### Texto seleccionado
□ □ □ □ □
Pero semejante programa, en caso de llevarlo a efecto, significaría el fin de la sociedad y el derrumbamiento de la producción económica. Cada individuo lucharía por sí mismo, y si viera a otro con algo que él quisiera, se lo quitaría, dado que, según el supuesto, no existirían relaciones sociales tales como la cooperación. El ahorro y la previsión que hacen posible la producción económica, dejarían de existir. El hombre se convertiría en un bruto.

El burgués, sin embargo, no deseaba tal mundo. Vivía del comercio y del banco, del capital, por oposición a la tierra, que constituía la base de la explotación feudal. Por eso, por “ausencia de coerciones sociales” quería decir la ausencia de toda coerción a su propiedad, a la libre enajenación o adquisición del capital de que vive. La propiedad privada es una “coerción” social, pues quienes no la poseen son obstaculizados, por fuerza o por fraude, de hacerse con ella, cosa que sí harían en un “estado de naturaleza”. Mas el burgués nunca incluyó la propiedad del capital como una de las restricciones sociales que debieran abolirse, por la sencilla razón de que para él no era ninguna restricción en absoluto. De ahí que jamás se le ocurriera considerarlo como tal, ni viera contradicción alguna en exigir la abolición del privilegio, del monopolio, etc., mientras seguía aferrado a su capital.
□ □ □ □ □
### Consigna
Duplica sin cambios el pasaje del texto sobre el burgués y la propiedad que comienza en "El burgués, sin" y termina en "a su capital.". El material que aparece a continuación es independiente del texto.

### Datos proporcionados
□ □ □ □ □
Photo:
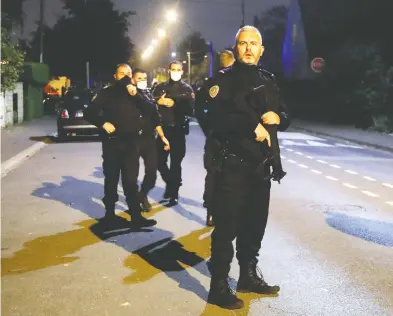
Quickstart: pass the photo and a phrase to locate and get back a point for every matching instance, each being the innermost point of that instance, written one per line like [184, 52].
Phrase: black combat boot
[222, 295]
[251, 280]
[209, 220]
[146, 206]
[110, 212]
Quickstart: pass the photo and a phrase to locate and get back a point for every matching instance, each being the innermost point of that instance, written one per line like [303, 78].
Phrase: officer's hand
[166, 143]
[131, 89]
[262, 134]
[108, 127]
[167, 102]
[271, 118]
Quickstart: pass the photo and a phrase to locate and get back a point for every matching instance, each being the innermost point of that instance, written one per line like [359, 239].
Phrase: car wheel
[61, 134]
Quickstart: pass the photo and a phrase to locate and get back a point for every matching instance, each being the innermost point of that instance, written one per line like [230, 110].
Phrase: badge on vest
[213, 91]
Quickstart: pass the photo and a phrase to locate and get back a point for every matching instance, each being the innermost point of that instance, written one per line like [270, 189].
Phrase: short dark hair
[176, 62]
[139, 70]
[122, 65]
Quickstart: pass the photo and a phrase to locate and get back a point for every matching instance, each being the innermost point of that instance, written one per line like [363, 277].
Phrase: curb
[18, 159]
[353, 141]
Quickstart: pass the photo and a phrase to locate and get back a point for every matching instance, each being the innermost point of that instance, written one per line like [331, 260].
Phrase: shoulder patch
[213, 91]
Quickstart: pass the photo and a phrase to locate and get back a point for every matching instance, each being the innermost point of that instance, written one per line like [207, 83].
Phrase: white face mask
[141, 85]
[176, 76]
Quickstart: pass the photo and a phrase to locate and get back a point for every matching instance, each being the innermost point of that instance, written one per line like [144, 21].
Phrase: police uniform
[175, 126]
[120, 150]
[148, 148]
[211, 147]
[241, 195]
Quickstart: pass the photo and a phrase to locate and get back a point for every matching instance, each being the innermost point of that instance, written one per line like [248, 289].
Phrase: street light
[161, 33]
[171, 15]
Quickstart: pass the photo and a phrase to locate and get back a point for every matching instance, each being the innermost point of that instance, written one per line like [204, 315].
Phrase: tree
[199, 49]
[11, 63]
[271, 24]
[12, 13]
[93, 31]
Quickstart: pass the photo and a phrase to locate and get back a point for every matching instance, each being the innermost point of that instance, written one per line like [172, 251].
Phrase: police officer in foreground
[176, 100]
[211, 148]
[241, 195]
[147, 149]
[117, 111]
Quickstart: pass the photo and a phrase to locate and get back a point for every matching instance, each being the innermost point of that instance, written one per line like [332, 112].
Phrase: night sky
[217, 20]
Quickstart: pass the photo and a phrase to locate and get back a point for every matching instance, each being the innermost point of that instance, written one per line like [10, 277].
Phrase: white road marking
[348, 185]
[370, 194]
[297, 136]
[318, 144]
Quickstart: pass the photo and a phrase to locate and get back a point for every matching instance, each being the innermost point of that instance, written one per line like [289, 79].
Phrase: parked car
[70, 119]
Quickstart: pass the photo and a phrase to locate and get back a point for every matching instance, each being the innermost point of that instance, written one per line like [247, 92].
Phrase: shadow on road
[152, 250]
[380, 233]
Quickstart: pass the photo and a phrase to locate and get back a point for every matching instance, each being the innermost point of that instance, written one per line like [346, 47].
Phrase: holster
[219, 160]
[186, 126]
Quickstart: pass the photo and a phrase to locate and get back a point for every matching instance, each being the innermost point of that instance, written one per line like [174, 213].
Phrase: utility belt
[185, 126]
[225, 155]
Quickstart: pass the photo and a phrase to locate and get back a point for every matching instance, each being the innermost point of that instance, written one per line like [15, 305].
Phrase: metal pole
[211, 59]
[42, 31]
[243, 13]
[87, 62]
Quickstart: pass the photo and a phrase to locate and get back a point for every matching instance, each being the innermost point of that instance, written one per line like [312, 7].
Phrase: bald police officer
[239, 102]
[201, 112]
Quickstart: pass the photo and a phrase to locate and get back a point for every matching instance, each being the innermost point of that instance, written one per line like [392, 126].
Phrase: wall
[7, 114]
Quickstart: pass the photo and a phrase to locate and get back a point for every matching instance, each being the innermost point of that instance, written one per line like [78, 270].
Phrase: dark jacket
[235, 109]
[114, 105]
[150, 119]
[183, 96]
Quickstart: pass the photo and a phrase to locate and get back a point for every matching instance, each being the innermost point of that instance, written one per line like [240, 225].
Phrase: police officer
[117, 112]
[176, 101]
[147, 147]
[241, 196]
[201, 112]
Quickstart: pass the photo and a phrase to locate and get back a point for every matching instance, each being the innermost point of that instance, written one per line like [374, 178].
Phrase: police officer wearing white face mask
[151, 125]
[175, 100]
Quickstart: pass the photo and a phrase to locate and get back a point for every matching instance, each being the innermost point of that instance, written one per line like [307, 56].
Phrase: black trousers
[148, 152]
[172, 174]
[120, 157]
[241, 207]
[212, 151]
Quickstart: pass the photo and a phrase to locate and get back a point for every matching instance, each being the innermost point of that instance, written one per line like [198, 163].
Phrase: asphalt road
[329, 242]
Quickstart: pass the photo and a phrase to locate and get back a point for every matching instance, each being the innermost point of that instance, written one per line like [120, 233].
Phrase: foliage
[93, 31]
[271, 24]
[11, 63]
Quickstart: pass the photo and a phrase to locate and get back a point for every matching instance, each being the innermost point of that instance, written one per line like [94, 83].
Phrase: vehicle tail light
[64, 114]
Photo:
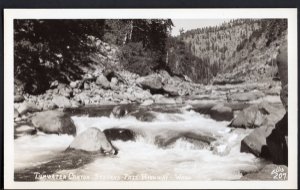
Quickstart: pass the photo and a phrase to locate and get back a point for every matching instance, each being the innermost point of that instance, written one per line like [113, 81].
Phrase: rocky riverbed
[248, 111]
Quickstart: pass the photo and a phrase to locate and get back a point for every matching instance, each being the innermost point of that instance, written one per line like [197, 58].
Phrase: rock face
[172, 90]
[92, 140]
[151, 82]
[247, 96]
[16, 113]
[170, 137]
[55, 122]
[268, 173]
[103, 82]
[24, 130]
[255, 142]
[27, 107]
[277, 144]
[257, 115]
[119, 134]
[143, 115]
[282, 65]
[18, 98]
[221, 113]
[119, 111]
[61, 101]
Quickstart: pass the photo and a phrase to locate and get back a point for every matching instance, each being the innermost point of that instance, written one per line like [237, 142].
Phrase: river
[144, 159]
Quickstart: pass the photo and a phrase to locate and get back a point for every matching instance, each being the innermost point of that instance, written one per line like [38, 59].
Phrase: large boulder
[268, 142]
[255, 142]
[152, 82]
[282, 65]
[119, 134]
[165, 139]
[247, 96]
[277, 143]
[119, 111]
[268, 173]
[92, 140]
[103, 82]
[27, 107]
[24, 130]
[18, 98]
[172, 90]
[61, 101]
[221, 113]
[164, 100]
[257, 115]
[147, 102]
[143, 115]
[16, 113]
[54, 121]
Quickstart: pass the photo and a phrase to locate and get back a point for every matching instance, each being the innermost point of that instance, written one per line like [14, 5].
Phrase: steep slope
[240, 50]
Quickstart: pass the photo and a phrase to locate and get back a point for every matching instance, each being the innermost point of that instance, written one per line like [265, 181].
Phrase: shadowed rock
[92, 140]
[221, 113]
[119, 134]
[54, 121]
[119, 111]
[170, 137]
[64, 161]
[257, 115]
[268, 173]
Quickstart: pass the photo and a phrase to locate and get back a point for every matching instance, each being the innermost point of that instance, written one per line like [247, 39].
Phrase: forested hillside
[64, 50]
[239, 50]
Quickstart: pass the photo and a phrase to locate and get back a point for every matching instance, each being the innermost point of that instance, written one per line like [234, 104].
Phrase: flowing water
[143, 159]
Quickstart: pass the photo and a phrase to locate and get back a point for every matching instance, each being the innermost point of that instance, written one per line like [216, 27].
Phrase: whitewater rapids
[143, 159]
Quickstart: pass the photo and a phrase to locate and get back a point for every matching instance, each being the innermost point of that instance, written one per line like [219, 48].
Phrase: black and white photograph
[143, 98]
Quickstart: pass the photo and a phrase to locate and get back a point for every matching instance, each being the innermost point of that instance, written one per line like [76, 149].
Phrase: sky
[188, 24]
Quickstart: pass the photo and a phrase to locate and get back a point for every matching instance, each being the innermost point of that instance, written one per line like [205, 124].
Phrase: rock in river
[92, 140]
[119, 111]
[152, 82]
[119, 134]
[61, 101]
[19, 98]
[257, 115]
[268, 173]
[54, 121]
[103, 82]
[221, 113]
[26, 107]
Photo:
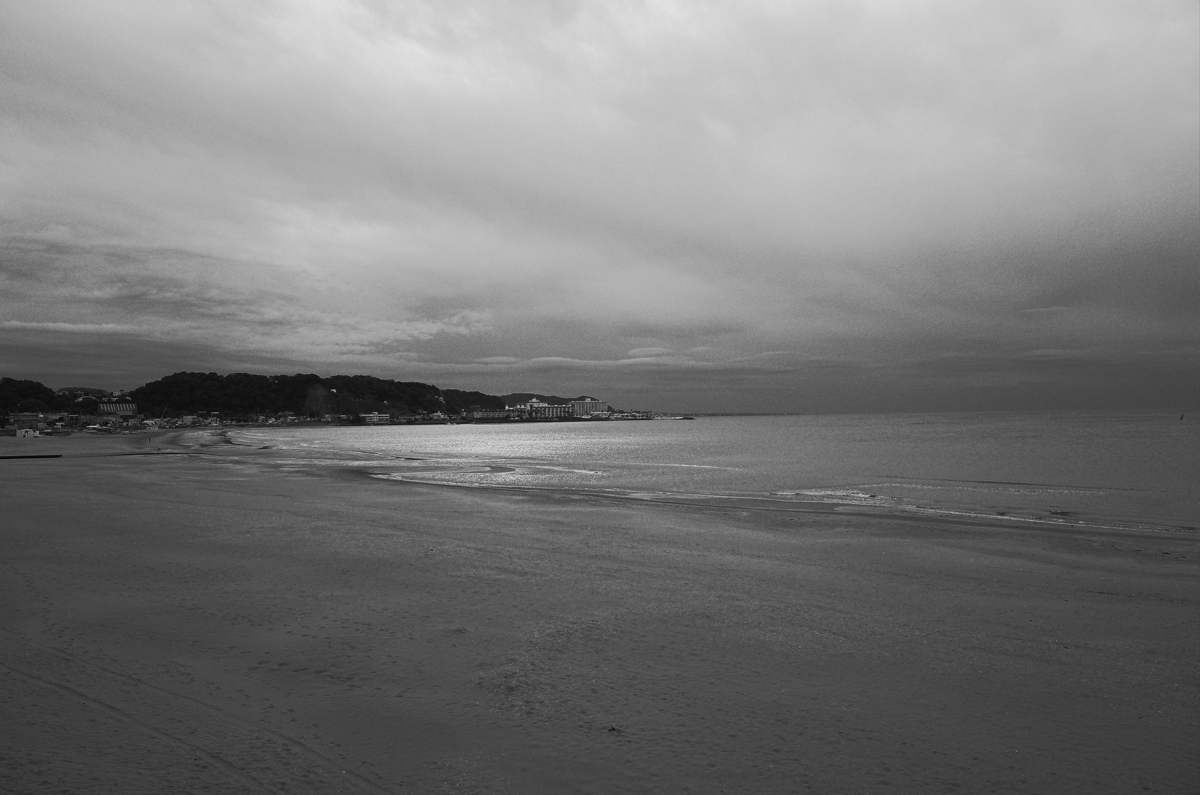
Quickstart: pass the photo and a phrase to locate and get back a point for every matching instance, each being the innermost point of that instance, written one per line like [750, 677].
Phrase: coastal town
[78, 408]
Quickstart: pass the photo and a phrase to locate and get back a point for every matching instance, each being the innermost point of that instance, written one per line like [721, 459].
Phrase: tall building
[588, 407]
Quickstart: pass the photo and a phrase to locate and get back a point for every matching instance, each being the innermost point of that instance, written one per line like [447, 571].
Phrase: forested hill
[241, 393]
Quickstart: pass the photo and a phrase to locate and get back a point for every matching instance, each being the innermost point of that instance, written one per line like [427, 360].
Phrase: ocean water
[1126, 468]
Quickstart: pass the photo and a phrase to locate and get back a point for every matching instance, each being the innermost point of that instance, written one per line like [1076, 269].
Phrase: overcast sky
[677, 205]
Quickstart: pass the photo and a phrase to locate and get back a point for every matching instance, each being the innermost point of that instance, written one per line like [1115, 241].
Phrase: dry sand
[199, 622]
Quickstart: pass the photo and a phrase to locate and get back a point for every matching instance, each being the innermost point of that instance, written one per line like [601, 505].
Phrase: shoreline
[214, 441]
[204, 619]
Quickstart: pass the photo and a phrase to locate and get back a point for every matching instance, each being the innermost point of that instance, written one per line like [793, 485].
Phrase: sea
[1125, 470]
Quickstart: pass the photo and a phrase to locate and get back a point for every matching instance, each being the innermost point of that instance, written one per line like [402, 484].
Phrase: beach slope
[201, 620]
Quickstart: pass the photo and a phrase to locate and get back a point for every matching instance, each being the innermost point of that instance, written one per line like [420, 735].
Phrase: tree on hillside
[24, 396]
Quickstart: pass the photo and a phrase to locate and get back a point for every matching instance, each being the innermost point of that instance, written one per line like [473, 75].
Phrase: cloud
[657, 186]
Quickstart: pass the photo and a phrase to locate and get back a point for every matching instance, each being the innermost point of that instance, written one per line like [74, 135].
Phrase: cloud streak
[552, 189]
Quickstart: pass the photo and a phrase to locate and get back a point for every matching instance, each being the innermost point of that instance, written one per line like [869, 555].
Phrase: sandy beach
[197, 621]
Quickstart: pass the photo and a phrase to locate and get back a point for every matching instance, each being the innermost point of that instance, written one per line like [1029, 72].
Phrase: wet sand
[203, 621]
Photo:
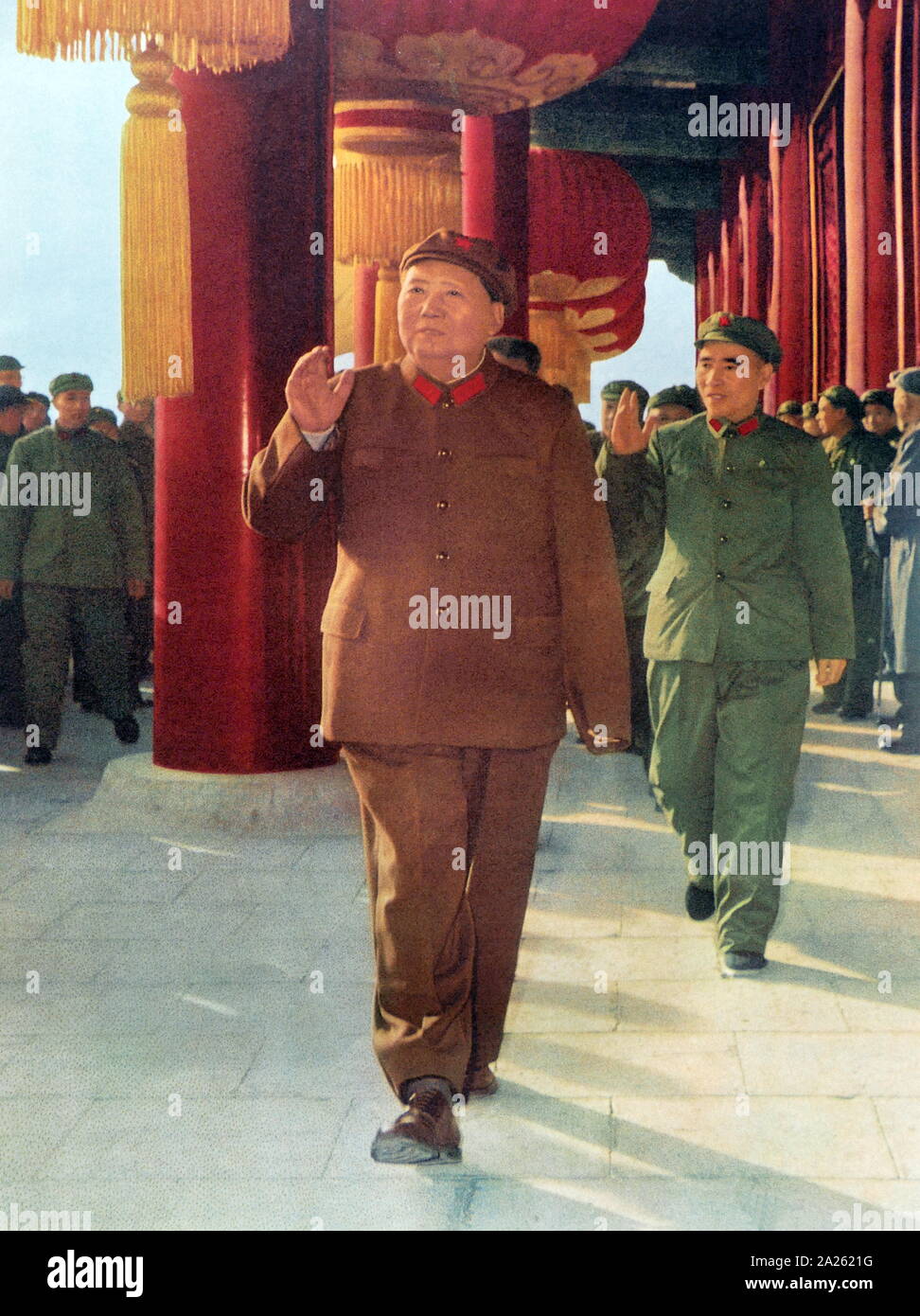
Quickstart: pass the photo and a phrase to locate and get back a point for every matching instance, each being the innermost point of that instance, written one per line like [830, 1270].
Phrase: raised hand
[627, 435]
[315, 399]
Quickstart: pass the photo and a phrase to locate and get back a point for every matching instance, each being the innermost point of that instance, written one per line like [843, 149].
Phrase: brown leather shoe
[427, 1130]
[481, 1082]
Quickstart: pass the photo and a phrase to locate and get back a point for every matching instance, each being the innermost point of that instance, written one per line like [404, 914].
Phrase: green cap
[101, 414]
[878, 398]
[610, 391]
[907, 380]
[678, 395]
[724, 327]
[73, 380]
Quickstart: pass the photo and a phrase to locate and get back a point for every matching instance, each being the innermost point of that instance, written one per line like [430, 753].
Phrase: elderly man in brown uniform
[475, 594]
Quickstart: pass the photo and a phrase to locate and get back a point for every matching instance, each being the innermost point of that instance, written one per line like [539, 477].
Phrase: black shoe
[700, 903]
[902, 746]
[127, 729]
[740, 962]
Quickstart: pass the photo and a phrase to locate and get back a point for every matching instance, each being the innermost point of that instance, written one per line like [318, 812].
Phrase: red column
[880, 220]
[855, 191]
[790, 296]
[237, 645]
[494, 159]
[364, 299]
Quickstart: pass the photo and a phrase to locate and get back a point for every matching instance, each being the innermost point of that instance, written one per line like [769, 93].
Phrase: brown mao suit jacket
[485, 489]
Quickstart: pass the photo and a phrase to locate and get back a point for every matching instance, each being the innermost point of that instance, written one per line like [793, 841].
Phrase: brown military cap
[753, 334]
[477, 254]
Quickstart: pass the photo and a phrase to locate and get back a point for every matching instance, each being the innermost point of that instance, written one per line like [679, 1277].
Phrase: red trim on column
[364, 308]
[855, 192]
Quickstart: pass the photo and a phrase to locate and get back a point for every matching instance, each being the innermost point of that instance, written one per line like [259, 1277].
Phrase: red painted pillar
[907, 179]
[364, 302]
[494, 164]
[237, 644]
[790, 314]
[855, 191]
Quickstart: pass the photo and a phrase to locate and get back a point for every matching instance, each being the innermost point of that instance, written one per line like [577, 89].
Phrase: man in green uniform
[639, 540]
[10, 371]
[12, 411]
[752, 583]
[855, 454]
[878, 415]
[71, 532]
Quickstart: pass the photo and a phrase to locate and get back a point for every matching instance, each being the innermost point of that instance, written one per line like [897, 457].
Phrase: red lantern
[590, 236]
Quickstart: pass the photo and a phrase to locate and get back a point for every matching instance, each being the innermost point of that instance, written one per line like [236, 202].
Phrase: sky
[60, 235]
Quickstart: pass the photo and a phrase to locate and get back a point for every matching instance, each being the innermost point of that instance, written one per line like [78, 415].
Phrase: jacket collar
[457, 394]
[727, 427]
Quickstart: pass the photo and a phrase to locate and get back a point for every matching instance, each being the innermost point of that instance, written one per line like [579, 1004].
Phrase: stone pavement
[187, 1048]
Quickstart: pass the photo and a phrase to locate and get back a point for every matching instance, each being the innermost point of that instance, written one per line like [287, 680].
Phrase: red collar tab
[469, 388]
[458, 394]
[430, 391]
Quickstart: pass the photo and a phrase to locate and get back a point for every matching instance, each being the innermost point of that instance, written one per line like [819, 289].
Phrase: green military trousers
[728, 738]
[97, 620]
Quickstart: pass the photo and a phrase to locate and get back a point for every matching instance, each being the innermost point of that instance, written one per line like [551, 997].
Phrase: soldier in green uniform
[13, 404]
[73, 533]
[10, 371]
[752, 583]
[855, 454]
[639, 539]
[878, 415]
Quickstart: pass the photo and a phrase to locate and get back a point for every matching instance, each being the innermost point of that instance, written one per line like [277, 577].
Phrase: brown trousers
[451, 837]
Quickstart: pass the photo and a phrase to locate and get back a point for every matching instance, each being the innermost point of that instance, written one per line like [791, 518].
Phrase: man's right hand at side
[627, 435]
[315, 399]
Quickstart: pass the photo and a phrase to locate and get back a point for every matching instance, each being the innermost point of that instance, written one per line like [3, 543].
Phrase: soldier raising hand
[315, 399]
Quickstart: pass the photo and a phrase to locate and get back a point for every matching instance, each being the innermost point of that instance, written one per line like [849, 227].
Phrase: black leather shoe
[825, 705]
[427, 1130]
[127, 729]
[740, 962]
[699, 901]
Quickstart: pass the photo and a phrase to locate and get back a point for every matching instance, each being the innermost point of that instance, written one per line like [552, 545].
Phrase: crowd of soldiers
[75, 557]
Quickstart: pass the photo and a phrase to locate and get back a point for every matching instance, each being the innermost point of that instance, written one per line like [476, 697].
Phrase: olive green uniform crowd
[71, 563]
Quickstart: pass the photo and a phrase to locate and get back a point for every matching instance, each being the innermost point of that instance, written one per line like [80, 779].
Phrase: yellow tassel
[155, 248]
[386, 203]
[386, 327]
[224, 34]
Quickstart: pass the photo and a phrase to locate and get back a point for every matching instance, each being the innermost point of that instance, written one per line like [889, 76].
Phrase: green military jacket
[754, 565]
[855, 455]
[50, 545]
[636, 522]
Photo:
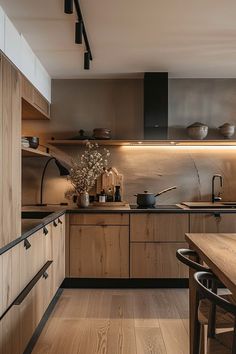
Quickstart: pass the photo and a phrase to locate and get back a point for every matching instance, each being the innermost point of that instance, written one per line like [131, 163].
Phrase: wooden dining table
[218, 251]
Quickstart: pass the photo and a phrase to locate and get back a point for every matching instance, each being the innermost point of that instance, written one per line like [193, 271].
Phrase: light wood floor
[117, 322]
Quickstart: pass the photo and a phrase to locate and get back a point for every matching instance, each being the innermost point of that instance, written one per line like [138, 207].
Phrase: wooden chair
[223, 319]
[218, 343]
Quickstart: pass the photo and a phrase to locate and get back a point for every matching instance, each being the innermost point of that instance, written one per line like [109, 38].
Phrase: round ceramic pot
[198, 131]
[227, 130]
[83, 200]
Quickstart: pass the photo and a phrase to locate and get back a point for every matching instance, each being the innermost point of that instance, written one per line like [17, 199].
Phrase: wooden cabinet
[212, 222]
[150, 227]
[156, 260]
[99, 219]
[10, 152]
[32, 252]
[58, 252]
[34, 105]
[2, 25]
[99, 251]
[10, 332]
[154, 241]
[99, 245]
[10, 277]
[33, 306]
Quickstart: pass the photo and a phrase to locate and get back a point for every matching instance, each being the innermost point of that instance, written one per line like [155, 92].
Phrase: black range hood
[156, 106]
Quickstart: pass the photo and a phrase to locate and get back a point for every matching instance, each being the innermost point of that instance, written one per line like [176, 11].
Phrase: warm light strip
[181, 147]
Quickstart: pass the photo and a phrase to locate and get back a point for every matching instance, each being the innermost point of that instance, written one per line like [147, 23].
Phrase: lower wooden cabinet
[10, 332]
[18, 267]
[33, 307]
[160, 227]
[156, 260]
[213, 222]
[58, 251]
[9, 277]
[99, 251]
[32, 257]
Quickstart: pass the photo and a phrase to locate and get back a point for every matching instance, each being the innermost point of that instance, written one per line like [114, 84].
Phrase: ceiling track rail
[80, 18]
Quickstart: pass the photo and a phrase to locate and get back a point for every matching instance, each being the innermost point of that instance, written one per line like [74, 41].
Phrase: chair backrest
[210, 293]
[183, 256]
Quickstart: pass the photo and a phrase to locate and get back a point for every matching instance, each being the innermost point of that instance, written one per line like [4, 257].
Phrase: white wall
[16, 48]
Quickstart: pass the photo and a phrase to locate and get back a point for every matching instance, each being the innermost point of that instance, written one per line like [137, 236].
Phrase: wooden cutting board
[110, 180]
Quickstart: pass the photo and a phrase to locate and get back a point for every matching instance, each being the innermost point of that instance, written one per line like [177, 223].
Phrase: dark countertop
[31, 225]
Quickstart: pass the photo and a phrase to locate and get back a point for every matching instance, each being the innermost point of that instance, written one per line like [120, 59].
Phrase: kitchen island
[218, 251]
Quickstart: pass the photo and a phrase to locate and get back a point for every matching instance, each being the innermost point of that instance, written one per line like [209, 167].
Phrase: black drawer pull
[27, 244]
[45, 275]
[45, 231]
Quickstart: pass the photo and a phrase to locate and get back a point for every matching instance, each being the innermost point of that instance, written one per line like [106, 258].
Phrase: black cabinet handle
[45, 275]
[45, 230]
[27, 244]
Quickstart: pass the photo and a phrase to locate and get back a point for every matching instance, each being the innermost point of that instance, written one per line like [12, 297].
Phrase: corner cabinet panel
[213, 223]
[159, 227]
[99, 251]
[10, 152]
[156, 260]
[10, 332]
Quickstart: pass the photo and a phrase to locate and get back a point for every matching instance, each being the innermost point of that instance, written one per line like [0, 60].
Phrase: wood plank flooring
[110, 321]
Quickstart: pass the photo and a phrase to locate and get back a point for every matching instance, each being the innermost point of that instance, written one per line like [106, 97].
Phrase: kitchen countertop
[31, 225]
[218, 251]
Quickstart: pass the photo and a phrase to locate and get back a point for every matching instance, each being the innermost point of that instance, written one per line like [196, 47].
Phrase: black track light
[79, 32]
[68, 9]
[86, 61]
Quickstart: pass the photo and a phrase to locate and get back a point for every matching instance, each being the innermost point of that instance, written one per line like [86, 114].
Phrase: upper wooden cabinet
[10, 152]
[213, 222]
[34, 105]
[150, 227]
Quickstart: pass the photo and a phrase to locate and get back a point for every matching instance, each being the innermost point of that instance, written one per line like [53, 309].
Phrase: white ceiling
□ □ □ □ □
### Resultado del ejercicio
El burgués, sin embargo, no deseaba tal mundo. Vivía del comercio y del banco, del capital, por oposición a la tierra, que constituía la base de la explotación feudal. Por eso, por “ausencia de coerciones sociales” quería decir la ausencia de toda coerción a su propiedad, a la libre enajenación o adquisición del capital de que vive. La propiedad privada es una “coerción” social, pues quienes no la poseen son obstaculizados, por fuerza o por fraude, de hacerse con ella, cosa que sí harían en un “estado de naturaleza”. Mas el burgués nunca incluyó la propiedad del capital como una de las restricciones sociales que debieran abolirse, por la sencilla razón de que para él no era ninguna restricción en absoluto. De ahí que jamás se le ocurriera considerarlo como tal, ni viera contradicción alguna en exigir la abolición del privilegio, del monopolio, etc., mientras seguía aferrado a su capital.